• AIM OF THE TASK:
Return all lines of the data in which the string "tree" occurs.

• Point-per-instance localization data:
= = = =

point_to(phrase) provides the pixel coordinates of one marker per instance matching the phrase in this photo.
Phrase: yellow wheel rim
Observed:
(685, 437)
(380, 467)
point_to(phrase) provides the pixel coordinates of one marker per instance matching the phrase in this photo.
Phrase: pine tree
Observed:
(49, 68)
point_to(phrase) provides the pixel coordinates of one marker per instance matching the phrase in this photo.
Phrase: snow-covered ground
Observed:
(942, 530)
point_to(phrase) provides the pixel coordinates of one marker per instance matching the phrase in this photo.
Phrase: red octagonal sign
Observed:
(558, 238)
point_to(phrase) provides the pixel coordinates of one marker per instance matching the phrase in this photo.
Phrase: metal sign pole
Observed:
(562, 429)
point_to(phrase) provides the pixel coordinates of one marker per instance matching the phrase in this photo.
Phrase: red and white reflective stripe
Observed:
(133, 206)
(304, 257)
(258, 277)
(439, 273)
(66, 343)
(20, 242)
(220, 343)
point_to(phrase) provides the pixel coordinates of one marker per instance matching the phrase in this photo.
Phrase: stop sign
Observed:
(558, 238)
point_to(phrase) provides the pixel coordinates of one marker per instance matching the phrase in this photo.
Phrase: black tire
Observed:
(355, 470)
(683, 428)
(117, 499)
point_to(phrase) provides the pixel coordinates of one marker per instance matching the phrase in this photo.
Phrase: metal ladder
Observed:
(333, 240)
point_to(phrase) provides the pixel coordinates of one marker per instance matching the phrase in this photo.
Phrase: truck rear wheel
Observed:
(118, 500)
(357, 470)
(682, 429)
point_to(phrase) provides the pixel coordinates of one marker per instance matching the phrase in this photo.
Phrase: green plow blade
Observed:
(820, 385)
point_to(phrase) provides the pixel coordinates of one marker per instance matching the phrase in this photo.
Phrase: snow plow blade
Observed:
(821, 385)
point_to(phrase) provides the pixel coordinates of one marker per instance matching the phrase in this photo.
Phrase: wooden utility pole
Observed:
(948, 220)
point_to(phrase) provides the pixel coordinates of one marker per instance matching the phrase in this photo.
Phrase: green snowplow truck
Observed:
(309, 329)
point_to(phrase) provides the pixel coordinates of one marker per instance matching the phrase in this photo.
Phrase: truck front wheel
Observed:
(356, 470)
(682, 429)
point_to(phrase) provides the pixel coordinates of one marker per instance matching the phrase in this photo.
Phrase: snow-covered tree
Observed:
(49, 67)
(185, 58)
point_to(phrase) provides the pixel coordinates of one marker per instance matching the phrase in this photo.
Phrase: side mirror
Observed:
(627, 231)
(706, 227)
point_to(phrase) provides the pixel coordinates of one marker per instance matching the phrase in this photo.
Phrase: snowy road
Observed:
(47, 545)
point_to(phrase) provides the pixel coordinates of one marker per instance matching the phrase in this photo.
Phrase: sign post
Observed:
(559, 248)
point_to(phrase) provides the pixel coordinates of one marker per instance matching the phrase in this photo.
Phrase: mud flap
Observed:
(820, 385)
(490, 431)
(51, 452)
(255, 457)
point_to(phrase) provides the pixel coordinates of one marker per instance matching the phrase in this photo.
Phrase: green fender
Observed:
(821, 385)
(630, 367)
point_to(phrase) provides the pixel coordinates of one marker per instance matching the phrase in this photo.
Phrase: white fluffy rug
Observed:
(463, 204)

= = = =

• RESULT OF THIS EXERCISE:
Phrase: pine tree
Phrase: snow-covered tree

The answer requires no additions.